» **INSTRUCTION**
Copy the material from the line with "Mark every instance of the red" through the end of the material, requests included, and scale each point coordinate in the answers by 1.25. Round each result to a whole number, with halves going up.
>> Begin DATA PROVIDED
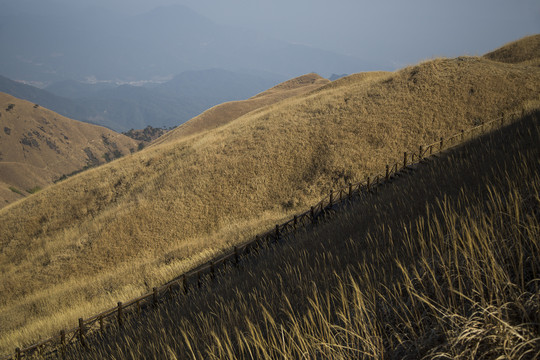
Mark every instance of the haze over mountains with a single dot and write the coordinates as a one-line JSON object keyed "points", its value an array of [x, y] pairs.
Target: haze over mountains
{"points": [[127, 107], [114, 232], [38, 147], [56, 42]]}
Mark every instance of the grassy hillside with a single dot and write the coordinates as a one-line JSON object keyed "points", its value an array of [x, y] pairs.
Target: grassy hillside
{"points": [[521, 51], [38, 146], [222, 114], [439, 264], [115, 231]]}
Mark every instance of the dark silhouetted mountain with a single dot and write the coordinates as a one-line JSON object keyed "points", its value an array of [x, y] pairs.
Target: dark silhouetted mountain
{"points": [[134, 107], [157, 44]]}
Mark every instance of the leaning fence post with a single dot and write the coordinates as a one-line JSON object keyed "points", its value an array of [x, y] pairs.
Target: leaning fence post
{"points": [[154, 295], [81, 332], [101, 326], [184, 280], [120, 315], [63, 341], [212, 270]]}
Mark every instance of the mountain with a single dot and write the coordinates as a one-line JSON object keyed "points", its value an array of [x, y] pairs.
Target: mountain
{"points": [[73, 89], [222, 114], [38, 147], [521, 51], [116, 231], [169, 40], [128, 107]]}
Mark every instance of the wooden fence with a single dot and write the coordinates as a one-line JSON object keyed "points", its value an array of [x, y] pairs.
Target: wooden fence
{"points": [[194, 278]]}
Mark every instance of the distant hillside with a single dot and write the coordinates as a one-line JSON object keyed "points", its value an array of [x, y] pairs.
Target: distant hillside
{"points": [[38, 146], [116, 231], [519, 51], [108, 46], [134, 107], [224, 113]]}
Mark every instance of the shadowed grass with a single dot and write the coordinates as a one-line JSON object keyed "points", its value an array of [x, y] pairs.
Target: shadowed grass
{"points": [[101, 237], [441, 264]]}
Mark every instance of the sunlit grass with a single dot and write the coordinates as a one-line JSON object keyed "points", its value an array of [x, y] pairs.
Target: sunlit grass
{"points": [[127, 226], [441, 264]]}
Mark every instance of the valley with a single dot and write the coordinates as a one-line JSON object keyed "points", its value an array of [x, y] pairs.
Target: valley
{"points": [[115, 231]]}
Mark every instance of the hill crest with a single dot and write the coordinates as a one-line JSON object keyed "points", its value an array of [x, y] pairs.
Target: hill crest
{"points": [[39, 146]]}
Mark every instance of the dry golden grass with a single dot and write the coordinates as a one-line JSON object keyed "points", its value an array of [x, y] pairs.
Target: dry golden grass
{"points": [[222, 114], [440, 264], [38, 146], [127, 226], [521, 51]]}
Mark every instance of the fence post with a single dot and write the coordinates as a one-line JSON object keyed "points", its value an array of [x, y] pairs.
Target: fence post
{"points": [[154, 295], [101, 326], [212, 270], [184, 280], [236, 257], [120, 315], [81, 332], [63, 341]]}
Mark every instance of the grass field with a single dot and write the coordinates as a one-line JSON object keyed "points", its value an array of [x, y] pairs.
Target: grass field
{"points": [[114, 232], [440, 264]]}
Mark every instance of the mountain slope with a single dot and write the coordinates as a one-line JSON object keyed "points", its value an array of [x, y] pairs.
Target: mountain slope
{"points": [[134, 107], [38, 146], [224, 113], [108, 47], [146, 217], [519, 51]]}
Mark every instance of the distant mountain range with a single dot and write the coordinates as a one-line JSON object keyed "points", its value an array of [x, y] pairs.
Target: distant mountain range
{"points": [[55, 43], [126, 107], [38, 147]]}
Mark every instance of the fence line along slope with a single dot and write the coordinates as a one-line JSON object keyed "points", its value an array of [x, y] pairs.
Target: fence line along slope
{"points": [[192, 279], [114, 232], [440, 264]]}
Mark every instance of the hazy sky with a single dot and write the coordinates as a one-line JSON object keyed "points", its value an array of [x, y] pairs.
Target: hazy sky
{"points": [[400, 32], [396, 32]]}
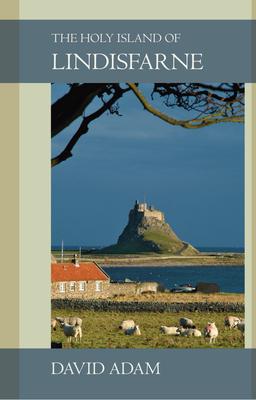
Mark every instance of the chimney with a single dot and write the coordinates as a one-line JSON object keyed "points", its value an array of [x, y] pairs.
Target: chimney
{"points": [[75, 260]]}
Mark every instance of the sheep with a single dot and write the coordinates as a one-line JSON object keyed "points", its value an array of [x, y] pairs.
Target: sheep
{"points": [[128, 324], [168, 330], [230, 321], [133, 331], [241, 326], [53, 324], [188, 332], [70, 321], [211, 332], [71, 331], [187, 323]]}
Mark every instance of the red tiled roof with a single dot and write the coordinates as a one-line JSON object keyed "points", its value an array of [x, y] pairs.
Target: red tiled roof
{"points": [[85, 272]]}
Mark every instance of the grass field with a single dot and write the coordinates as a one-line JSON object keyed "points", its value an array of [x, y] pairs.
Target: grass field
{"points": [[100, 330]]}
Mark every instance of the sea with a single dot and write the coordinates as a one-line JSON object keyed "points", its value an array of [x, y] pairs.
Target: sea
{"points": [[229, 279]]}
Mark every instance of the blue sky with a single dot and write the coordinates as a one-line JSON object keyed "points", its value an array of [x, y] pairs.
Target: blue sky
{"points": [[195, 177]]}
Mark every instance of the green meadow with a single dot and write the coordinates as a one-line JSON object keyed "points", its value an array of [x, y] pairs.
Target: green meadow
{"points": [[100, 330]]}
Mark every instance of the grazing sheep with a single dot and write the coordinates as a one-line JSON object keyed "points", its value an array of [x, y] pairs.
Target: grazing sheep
>> End DATA PROVIDED
» **EXPECTED ANSWER**
Mark every instance of the red tiled roof with a single dot and write the coordinates as a one-line JSON object keyed "points", its value an array of [x, y] pairs.
Target: red tiled roof
{"points": [[106, 340]]}
Mark every instance of the grass field with a single dot and write the coordinates as a one-line JSON object keyed "points", its value an array of [x, y] pairs.
Target: grass field
{"points": [[125, 413]]}
Mark every instance of the sea with a single dot and write the coordinates as a one-line JSON object keyed "points", its value an array of [x, y] pairs.
Target: sea
{"points": [[286, 349]]}
Mark every instance of the blue sky with a single dot and write the coordinates as a one-line JSON object keyed "points", its value an array of [x, y] pairs.
Target: blue sky
{"points": [[244, 221]]}
Mark every instance of the green meadow with a single dot and write the coordinates as a one-line JSON object keyed "points", its value an array of [x, y] pairs.
Target: green meadow
{"points": [[125, 413]]}
Mark every instance of the grazing sheep with a single dot and write the coordinates as a one-line JSON object keyed "points", its value an array of [x, y] pairs.
Target: grazing sheep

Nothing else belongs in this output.